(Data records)

----

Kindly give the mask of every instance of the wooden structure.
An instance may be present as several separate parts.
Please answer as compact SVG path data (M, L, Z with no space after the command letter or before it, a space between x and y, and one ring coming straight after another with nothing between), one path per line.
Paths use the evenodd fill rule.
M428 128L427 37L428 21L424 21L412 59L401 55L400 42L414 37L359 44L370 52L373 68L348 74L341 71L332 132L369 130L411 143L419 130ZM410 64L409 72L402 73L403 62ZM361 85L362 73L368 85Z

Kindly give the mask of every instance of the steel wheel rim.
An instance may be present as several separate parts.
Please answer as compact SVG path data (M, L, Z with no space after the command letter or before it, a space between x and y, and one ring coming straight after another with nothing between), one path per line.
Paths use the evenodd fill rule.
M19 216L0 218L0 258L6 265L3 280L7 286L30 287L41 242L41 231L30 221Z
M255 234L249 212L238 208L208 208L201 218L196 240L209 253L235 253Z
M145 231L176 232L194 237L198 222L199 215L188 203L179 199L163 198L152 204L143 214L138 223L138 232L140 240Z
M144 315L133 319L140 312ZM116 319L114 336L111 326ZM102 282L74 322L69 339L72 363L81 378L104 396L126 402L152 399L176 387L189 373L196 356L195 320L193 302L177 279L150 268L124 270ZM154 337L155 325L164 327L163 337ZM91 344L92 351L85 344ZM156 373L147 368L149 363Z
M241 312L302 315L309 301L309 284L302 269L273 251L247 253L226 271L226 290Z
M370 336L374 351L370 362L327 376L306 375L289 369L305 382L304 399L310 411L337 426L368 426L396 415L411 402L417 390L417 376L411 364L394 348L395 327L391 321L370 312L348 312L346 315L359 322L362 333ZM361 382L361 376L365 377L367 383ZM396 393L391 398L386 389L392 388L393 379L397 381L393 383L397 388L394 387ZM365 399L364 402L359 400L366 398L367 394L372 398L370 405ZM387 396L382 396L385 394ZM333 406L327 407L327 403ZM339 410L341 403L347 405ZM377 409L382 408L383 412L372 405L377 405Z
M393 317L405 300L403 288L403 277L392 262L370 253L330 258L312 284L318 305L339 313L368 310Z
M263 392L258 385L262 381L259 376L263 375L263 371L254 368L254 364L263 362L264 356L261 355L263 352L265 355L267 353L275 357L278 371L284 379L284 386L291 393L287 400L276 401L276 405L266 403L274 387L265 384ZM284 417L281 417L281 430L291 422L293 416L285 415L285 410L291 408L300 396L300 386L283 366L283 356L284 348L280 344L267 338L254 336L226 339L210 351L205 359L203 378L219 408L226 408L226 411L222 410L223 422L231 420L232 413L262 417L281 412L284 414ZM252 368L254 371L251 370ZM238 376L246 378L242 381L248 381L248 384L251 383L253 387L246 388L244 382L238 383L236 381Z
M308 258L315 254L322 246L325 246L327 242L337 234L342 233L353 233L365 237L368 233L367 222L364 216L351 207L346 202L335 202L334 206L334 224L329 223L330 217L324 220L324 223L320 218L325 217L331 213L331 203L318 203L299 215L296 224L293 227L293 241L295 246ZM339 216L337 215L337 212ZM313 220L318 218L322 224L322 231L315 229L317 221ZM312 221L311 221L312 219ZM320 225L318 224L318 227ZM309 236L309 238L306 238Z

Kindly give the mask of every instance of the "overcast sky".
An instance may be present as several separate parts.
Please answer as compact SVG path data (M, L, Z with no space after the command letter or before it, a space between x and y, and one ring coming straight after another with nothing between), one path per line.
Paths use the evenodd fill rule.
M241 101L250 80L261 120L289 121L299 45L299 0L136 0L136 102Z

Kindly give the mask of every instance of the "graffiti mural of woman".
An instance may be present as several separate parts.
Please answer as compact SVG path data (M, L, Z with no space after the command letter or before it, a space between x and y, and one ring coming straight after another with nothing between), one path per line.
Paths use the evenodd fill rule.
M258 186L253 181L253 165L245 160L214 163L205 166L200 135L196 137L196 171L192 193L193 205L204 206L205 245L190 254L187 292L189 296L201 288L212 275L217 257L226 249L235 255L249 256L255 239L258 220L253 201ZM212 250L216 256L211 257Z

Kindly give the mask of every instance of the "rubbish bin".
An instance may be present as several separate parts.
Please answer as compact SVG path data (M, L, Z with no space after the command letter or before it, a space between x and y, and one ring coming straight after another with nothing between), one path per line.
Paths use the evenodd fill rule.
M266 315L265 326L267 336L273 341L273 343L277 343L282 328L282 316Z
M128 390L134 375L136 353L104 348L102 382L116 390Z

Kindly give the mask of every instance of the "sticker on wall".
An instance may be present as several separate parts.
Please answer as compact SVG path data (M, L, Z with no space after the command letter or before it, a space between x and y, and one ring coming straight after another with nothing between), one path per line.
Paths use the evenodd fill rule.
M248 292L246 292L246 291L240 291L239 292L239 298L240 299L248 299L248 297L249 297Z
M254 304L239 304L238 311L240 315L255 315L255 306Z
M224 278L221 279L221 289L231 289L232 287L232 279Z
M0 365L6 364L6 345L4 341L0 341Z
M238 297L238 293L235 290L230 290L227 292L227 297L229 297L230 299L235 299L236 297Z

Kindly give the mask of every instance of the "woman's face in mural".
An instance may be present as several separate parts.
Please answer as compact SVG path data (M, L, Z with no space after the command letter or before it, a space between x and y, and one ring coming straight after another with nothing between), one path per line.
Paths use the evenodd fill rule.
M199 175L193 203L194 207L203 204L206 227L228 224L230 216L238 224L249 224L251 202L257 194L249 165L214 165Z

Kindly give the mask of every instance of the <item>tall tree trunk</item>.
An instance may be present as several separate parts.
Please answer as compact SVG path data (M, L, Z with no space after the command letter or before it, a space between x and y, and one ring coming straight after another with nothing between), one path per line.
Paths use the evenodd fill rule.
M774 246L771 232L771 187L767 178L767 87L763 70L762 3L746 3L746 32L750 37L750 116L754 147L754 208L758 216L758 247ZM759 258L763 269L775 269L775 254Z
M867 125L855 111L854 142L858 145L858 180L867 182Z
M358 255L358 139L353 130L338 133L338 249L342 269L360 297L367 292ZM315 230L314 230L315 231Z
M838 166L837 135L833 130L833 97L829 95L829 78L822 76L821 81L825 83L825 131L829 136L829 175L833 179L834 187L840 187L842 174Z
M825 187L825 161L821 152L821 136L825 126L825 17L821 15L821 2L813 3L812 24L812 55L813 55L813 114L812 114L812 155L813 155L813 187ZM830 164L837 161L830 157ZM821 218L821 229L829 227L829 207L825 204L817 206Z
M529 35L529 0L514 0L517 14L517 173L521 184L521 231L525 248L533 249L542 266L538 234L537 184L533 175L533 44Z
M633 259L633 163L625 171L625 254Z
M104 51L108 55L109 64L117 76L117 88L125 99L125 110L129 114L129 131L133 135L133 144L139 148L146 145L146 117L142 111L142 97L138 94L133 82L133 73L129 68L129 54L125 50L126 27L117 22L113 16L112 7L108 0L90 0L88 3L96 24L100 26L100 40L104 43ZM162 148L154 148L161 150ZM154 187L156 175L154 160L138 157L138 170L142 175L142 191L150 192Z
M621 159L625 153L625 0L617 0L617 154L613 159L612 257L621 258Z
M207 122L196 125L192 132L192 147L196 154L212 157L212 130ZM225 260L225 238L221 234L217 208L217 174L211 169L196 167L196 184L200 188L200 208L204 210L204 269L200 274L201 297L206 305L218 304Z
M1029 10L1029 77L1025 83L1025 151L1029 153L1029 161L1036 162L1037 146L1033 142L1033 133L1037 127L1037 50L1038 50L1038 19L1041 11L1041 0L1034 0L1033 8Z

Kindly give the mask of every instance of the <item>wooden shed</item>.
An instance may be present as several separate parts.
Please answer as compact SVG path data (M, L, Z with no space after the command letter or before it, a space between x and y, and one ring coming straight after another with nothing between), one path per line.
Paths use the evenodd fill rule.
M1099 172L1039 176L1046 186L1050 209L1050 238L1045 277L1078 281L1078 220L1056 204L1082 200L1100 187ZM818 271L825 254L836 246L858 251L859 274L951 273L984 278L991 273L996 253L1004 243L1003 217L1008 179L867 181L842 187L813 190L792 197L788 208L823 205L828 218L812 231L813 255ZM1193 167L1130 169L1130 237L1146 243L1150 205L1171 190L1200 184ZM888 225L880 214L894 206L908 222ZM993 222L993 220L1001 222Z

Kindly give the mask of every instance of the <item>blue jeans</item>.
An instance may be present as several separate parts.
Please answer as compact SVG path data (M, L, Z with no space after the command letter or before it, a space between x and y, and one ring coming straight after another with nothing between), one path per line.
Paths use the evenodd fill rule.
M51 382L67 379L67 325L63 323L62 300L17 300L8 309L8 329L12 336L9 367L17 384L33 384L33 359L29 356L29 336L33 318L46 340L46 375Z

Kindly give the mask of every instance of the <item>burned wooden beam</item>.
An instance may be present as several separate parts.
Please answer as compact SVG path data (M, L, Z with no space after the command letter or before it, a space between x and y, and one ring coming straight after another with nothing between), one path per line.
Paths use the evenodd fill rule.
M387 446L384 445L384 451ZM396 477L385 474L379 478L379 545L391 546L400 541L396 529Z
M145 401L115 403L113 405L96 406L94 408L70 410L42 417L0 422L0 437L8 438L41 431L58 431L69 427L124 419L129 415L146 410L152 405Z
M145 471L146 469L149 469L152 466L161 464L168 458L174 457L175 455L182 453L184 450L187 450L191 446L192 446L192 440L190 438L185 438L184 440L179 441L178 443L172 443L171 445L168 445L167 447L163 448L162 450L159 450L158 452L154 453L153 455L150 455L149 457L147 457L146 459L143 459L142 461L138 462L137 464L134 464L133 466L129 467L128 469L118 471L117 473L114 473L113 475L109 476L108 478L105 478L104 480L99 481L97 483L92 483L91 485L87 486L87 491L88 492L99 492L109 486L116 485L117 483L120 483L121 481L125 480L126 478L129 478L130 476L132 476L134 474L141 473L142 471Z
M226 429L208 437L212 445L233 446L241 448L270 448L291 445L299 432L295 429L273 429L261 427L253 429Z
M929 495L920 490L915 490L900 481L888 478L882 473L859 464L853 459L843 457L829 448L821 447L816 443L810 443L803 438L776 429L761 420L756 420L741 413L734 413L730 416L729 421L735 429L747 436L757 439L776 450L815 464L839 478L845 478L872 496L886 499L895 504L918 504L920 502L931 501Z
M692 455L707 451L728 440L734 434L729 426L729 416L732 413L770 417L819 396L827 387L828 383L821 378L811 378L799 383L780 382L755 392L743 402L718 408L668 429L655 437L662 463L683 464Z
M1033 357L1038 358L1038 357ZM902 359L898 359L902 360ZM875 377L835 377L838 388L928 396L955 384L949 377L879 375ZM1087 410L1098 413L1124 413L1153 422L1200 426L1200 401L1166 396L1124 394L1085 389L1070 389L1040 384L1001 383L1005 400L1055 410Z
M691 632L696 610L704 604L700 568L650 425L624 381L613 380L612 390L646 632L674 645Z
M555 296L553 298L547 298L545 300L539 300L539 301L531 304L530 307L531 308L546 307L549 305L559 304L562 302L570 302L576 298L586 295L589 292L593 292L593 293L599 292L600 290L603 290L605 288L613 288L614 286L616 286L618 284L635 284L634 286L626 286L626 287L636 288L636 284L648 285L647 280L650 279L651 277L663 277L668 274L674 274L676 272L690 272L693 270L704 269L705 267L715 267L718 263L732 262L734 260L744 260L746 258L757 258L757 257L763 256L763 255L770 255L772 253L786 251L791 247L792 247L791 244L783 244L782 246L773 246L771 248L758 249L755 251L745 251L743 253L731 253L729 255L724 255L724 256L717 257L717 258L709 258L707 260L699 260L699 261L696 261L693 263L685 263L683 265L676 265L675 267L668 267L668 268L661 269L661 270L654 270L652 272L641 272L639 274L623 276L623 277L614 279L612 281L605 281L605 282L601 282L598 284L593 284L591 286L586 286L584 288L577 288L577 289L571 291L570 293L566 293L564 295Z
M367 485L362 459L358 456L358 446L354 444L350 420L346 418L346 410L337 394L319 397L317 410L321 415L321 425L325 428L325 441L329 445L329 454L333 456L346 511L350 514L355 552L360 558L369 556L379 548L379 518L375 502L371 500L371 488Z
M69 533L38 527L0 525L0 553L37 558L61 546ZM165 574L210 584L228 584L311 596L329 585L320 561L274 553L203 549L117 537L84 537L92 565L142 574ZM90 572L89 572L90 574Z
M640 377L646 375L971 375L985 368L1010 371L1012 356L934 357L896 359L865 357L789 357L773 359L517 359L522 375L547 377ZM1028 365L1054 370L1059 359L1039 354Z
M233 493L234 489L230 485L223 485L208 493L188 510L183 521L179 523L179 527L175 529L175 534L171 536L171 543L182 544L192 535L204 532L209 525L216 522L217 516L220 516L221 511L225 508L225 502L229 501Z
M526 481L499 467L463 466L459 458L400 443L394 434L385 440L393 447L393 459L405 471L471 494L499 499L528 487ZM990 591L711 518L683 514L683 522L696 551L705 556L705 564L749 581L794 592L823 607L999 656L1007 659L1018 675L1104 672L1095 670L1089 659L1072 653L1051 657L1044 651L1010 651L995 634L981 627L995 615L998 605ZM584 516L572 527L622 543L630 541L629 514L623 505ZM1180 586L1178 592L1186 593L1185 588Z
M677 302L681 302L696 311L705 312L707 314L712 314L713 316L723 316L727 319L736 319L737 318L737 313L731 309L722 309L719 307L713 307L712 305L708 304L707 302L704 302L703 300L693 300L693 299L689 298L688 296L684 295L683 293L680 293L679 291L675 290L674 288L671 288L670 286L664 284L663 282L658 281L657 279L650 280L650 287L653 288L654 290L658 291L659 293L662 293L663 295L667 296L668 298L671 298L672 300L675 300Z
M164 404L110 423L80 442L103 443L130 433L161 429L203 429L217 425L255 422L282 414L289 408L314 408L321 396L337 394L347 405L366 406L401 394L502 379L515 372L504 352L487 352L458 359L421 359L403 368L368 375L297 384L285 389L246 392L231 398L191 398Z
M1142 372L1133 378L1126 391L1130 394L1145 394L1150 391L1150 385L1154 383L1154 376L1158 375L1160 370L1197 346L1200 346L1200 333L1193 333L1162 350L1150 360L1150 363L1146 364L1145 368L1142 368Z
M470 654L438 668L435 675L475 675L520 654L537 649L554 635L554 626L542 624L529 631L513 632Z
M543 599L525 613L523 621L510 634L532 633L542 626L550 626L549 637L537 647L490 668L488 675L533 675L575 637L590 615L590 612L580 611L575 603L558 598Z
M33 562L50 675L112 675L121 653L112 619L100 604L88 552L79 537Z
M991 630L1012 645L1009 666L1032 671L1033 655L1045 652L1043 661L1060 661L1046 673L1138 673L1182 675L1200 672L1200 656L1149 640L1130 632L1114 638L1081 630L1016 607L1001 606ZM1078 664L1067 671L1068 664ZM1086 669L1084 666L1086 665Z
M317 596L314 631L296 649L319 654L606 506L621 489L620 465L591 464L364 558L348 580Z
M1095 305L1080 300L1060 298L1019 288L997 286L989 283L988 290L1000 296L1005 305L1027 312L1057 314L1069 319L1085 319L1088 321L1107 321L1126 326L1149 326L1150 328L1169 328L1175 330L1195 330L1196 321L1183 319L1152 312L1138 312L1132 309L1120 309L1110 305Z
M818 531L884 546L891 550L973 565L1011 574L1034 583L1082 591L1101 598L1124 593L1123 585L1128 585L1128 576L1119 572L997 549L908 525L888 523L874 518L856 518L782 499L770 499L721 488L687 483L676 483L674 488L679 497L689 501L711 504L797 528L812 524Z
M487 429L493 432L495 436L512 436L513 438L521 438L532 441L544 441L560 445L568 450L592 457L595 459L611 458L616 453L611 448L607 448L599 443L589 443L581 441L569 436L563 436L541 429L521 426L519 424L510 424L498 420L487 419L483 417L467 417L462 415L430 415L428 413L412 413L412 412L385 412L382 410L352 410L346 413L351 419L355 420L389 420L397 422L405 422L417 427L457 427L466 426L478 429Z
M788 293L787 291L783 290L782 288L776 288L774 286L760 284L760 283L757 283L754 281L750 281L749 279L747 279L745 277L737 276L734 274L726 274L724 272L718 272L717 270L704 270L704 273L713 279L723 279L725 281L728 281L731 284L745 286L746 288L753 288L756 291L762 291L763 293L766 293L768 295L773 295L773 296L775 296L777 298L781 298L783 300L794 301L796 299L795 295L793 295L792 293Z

----

#### Task:
Your response should be made up of the lines in the data that contain the word "item".

#### Response to the exercise:
Kindly give the mask of every instance of the <item>tall tree trunk</item>.
Kindly give the mask of every instance of the <item>wooden shed</item>.
Kindly give the mask of every instance of the <item>blue jeans</item>.
Kindly give the mask of every instance of the <item>burned wooden beam</item>.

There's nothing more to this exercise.